**Aim**
Return all the data below as it stands, minus the pictures.

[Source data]

- - - - -

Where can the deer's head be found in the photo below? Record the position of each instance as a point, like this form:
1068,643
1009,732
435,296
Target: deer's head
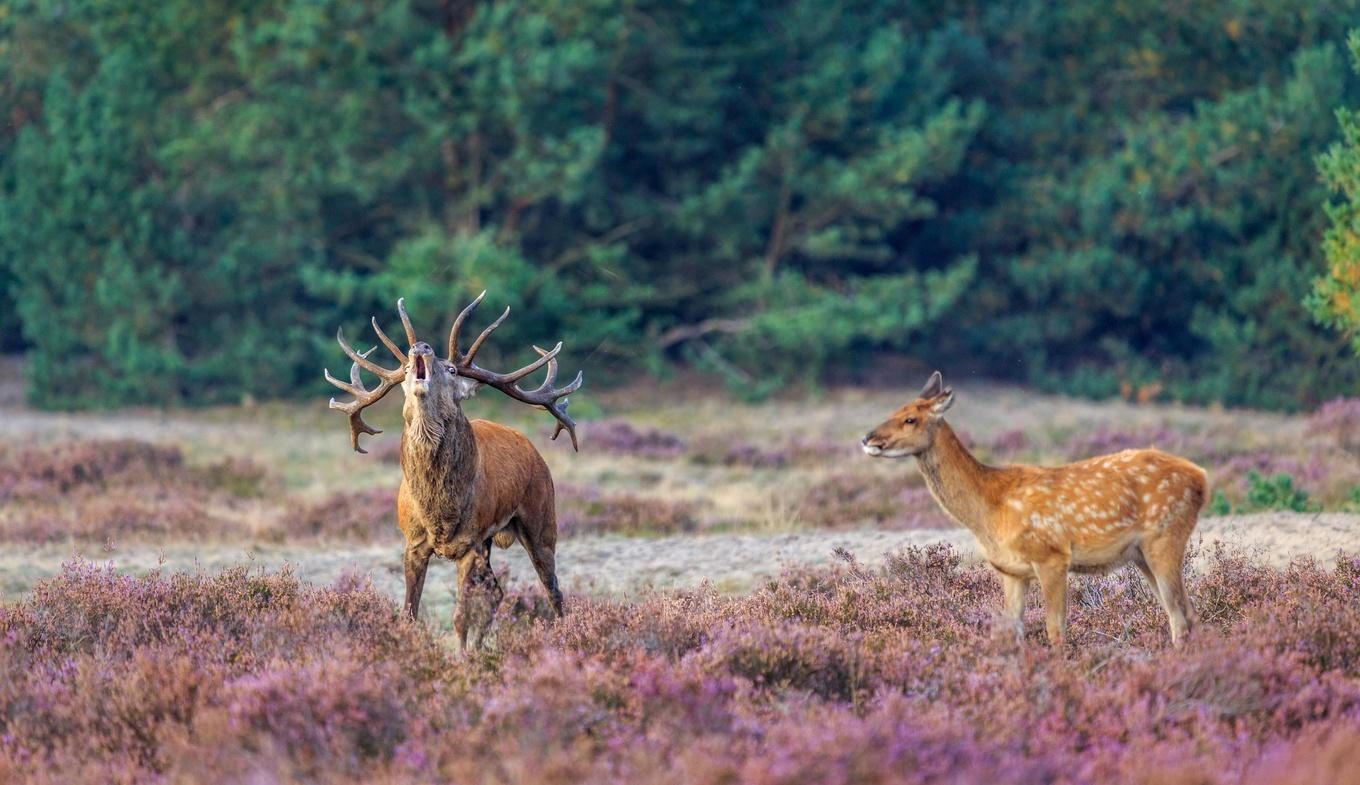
911,429
434,387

- - - - -

**Exercise response**
Where can the deer's head be found in the photo below? Record the position of each instance as a point, like this form:
1068,643
1009,732
435,296
Target: deer's head
911,429
434,387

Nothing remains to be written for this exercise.